- [REQUIREMENT] Output as a numbered list, skipping blank lines, the lines of the entries below from the one containing "Q: Locate the spherical" through the last line of the entries.
++++ ENTRIES ++++
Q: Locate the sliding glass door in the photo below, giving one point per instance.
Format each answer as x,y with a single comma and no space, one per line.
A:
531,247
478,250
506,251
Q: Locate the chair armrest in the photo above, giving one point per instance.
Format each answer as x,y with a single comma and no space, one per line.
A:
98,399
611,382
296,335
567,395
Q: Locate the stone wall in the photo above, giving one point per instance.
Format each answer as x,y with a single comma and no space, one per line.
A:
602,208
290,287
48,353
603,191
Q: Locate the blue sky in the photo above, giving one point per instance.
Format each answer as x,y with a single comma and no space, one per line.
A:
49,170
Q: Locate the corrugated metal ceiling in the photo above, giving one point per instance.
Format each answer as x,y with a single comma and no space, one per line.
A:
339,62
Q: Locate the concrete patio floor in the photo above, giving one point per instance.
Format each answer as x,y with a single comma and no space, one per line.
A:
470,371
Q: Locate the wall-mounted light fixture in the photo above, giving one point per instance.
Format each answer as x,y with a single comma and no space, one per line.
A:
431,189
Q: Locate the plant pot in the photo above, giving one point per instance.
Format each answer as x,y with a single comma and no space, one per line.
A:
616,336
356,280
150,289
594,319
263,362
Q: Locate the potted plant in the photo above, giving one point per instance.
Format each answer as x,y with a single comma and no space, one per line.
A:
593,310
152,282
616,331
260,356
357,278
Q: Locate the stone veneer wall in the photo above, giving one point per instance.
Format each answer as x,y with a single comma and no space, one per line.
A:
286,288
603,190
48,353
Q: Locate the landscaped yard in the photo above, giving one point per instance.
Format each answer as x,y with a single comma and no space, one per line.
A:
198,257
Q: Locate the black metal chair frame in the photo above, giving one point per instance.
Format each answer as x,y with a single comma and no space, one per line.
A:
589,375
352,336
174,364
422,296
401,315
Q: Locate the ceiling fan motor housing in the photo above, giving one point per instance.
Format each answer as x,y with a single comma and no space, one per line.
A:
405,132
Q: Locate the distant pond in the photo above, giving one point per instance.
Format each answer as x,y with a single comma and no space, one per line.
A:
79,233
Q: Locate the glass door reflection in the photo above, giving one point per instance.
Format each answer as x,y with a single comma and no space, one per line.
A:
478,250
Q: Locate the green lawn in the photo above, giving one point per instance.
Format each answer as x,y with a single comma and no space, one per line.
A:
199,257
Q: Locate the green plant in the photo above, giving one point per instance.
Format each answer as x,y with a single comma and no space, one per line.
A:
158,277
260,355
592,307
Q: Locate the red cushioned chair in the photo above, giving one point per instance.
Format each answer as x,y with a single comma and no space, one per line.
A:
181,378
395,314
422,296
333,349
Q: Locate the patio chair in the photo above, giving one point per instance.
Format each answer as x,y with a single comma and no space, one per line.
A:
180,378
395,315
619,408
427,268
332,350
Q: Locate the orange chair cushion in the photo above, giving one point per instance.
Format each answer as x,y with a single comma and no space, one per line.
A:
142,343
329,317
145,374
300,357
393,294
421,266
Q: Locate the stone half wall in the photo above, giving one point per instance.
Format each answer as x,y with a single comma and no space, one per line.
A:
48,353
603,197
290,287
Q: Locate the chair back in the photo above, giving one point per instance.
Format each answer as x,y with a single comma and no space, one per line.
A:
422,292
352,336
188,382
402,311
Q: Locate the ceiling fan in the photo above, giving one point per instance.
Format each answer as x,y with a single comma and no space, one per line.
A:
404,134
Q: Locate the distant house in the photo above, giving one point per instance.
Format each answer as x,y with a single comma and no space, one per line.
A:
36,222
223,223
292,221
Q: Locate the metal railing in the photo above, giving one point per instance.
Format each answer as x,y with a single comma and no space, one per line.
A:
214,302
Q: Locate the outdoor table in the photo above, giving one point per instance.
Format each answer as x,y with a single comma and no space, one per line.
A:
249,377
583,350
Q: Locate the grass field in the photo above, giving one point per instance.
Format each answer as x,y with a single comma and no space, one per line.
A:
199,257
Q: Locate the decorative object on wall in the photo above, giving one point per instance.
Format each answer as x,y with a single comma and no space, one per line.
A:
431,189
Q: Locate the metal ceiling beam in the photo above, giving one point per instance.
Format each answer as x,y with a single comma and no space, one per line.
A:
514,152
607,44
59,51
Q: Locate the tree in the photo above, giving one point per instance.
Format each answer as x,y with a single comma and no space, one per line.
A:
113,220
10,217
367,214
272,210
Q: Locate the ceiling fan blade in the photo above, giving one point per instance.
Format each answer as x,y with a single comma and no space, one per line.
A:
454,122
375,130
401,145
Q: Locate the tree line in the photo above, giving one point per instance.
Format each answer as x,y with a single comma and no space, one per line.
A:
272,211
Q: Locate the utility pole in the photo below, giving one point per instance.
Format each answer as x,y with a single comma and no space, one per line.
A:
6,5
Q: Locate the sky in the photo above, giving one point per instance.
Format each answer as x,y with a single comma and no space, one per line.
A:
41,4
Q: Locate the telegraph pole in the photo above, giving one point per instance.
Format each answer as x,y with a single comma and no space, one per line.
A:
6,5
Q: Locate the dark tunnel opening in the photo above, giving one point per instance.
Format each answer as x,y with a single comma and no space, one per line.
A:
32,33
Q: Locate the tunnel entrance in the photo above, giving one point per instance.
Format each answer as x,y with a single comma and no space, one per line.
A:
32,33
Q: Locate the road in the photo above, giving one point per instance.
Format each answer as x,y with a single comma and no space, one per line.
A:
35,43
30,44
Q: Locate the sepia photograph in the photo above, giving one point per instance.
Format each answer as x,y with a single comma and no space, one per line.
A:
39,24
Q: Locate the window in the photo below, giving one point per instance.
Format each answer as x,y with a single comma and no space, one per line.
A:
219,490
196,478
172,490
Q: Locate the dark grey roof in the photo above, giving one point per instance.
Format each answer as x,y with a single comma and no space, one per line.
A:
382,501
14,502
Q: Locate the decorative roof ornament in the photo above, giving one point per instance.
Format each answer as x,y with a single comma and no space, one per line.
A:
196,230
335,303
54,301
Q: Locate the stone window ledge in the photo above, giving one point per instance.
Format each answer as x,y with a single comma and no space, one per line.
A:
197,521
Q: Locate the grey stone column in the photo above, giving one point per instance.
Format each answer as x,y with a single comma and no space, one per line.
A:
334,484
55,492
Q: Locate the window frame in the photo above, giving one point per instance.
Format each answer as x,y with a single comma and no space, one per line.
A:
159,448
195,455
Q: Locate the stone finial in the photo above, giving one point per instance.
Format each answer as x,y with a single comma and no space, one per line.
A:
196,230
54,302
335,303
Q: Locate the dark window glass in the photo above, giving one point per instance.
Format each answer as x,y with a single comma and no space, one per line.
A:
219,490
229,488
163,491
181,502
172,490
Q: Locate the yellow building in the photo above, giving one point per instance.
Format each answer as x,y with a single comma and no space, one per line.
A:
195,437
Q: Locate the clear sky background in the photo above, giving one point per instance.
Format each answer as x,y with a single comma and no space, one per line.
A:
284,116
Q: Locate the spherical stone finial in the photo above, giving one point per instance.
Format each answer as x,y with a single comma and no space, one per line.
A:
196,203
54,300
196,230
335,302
++++
- [WRITTEN RESPONSE]
1. Q: Locate the spherical stone finial in the photo above, giving one point per instance.
2. Format each answer as x,y with a single comma and no space, one per line.
3. A:
4. 196,203
5. 54,300
6. 196,230
7. 335,302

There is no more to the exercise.